▶ Task to complete:
In the rows from the line with "hook appears on the display." up to and including the line with "[302,267,504,404]", swap "visually impaired" for "low-vision" and write out only those lines, with nothing else changed.

▶ Data for this exercise:
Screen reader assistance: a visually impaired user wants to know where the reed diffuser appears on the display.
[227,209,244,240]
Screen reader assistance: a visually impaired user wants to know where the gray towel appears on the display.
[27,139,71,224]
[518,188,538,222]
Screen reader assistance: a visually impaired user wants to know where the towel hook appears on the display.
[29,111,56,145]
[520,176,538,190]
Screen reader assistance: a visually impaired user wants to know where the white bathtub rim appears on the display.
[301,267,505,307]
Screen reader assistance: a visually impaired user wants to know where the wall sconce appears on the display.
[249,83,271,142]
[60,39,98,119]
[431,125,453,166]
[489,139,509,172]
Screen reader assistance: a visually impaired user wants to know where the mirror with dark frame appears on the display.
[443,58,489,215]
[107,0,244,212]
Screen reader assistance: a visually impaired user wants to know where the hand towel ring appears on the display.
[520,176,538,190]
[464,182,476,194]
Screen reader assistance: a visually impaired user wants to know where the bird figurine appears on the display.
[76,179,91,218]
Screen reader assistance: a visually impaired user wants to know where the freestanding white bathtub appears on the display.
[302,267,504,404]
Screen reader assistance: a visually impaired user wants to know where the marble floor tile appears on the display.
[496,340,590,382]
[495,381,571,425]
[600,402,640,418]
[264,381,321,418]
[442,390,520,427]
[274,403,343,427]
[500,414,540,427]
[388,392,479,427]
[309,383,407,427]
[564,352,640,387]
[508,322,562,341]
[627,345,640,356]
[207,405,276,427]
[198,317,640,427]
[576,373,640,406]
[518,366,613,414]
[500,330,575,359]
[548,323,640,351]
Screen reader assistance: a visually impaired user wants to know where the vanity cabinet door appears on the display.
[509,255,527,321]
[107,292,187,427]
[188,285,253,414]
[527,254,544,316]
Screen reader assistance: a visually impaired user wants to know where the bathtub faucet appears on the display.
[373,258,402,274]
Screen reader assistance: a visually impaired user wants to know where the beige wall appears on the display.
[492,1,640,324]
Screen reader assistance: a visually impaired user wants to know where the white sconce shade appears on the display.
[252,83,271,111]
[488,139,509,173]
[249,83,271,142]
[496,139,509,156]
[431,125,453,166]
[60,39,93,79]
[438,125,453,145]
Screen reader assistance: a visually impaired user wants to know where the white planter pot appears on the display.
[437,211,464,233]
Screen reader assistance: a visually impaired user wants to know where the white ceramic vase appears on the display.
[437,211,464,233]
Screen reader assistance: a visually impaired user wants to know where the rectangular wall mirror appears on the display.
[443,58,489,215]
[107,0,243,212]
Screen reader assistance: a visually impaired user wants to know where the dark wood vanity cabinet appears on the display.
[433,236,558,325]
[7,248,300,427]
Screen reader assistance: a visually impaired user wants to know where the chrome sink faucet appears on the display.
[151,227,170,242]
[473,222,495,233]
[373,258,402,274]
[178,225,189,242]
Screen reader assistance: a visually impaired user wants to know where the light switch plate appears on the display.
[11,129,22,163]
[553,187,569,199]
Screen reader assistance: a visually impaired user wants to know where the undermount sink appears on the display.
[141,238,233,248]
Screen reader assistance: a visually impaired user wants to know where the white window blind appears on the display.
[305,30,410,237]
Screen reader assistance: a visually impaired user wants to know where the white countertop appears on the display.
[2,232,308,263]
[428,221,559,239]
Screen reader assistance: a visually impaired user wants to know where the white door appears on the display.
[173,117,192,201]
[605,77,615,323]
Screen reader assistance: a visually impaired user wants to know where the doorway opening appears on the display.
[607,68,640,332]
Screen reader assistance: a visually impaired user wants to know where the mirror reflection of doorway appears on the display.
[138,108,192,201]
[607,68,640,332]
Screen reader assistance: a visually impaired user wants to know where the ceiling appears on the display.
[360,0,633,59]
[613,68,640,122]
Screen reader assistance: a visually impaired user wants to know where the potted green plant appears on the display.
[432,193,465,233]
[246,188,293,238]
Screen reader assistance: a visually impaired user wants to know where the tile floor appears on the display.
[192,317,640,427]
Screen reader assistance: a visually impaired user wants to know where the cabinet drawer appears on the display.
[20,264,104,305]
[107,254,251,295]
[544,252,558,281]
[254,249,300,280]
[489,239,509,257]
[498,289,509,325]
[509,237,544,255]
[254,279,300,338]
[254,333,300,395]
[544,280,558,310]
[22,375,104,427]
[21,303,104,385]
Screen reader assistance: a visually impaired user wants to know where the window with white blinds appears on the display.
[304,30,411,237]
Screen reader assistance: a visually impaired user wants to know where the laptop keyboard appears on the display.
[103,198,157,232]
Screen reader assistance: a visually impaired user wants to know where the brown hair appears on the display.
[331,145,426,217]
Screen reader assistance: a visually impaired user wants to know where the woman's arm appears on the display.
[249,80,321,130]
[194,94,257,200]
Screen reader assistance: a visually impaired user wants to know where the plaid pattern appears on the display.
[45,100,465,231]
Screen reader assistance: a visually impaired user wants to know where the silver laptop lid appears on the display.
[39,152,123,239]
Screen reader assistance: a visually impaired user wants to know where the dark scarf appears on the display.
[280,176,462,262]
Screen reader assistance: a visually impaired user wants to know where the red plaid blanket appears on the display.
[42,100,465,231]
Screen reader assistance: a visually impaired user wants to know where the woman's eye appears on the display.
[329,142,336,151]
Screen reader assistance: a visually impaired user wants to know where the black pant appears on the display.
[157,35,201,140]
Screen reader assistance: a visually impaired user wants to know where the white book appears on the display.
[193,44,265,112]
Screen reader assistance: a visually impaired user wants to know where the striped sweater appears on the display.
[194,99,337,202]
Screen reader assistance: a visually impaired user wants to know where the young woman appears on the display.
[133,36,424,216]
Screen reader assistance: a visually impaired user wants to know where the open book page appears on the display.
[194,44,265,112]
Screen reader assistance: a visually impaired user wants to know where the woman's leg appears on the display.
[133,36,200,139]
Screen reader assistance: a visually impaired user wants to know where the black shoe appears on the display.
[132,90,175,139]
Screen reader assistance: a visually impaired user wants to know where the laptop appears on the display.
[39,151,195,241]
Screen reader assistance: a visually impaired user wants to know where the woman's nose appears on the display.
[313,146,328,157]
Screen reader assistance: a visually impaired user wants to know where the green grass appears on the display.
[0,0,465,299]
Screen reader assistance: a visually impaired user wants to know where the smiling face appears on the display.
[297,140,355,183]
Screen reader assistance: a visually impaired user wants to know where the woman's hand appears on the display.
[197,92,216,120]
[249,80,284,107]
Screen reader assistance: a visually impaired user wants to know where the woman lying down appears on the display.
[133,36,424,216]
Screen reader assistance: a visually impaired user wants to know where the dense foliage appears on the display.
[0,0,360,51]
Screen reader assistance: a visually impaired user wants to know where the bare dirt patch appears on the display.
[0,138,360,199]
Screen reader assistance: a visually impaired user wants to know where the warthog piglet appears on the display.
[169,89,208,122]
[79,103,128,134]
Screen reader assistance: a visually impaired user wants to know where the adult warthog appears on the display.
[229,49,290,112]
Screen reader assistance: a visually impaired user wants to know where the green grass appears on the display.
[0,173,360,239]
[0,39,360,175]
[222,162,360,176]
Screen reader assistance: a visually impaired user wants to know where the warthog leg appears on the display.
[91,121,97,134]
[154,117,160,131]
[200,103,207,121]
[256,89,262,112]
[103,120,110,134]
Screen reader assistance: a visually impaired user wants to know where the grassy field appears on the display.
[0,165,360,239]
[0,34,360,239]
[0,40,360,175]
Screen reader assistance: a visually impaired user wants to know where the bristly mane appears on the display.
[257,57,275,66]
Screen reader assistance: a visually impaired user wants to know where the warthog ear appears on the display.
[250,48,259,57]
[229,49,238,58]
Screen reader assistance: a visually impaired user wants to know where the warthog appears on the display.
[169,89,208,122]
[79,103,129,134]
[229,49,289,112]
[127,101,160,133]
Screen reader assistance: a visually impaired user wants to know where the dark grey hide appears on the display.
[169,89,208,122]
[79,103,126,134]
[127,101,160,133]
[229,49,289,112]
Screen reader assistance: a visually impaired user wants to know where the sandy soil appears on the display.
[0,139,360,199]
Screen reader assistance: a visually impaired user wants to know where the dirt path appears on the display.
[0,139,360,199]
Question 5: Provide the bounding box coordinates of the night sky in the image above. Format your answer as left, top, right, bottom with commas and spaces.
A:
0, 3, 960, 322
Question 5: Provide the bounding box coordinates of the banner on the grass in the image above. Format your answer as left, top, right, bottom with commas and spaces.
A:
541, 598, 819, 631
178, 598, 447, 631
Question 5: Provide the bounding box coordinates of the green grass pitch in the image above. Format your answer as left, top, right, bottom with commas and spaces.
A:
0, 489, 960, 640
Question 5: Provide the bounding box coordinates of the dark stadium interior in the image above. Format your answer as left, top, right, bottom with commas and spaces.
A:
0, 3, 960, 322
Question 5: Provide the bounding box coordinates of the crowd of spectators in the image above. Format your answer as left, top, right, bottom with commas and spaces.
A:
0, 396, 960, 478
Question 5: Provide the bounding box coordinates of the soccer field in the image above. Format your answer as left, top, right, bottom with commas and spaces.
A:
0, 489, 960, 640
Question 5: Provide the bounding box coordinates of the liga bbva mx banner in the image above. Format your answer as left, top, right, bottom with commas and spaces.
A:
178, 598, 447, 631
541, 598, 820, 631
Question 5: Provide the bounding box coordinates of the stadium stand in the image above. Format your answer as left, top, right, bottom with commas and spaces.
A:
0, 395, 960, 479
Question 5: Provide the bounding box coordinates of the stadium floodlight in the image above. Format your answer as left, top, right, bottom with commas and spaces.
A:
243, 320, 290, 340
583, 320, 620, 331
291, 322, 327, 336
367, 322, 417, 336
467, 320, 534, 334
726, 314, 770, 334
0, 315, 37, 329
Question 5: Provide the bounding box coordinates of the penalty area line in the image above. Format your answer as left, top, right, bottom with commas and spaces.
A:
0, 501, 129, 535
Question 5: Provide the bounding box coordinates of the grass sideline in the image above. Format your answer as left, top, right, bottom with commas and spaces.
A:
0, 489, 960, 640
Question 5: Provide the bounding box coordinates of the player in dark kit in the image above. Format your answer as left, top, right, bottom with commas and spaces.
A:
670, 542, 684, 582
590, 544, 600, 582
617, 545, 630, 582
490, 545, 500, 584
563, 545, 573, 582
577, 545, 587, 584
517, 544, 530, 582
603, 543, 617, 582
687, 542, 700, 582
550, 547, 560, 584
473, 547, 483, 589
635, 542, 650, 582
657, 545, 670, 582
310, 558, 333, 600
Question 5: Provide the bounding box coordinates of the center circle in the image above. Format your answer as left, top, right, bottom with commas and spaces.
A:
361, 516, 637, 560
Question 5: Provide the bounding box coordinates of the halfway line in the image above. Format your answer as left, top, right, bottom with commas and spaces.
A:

▶ Finished answer:
Screen reader assistance: a low-vision user wants to know where the towel hook appears on the display.
[29,111,56,145]
[520,176,538,190]
Screen reader assistance: a low-vision user wants to know where the white bathtub rim appears on the display.
[301,267,505,307]
Screen reader assistance: a low-vision user wants to know where the wall sconce appears on the display.
[249,83,271,142]
[60,39,98,119]
[431,125,453,166]
[489,139,509,172]
Screen reader assistance: a low-vision user wants to know where the mirror with dark frame appears on the display.
[443,58,489,215]
[107,0,244,212]
Screen reader assistance: a low-vision user wants to know where the hand towel ring appears on the display.
[520,176,538,190]
[464,182,476,194]
Screen reader assistance: a low-vision user wants to know where the bird figurine appears on the display.
[76,179,91,218]
Screen reader assistance: a low-vision user wants to know where the freestanding white bathtub appears on the display.
[302,267,504,404]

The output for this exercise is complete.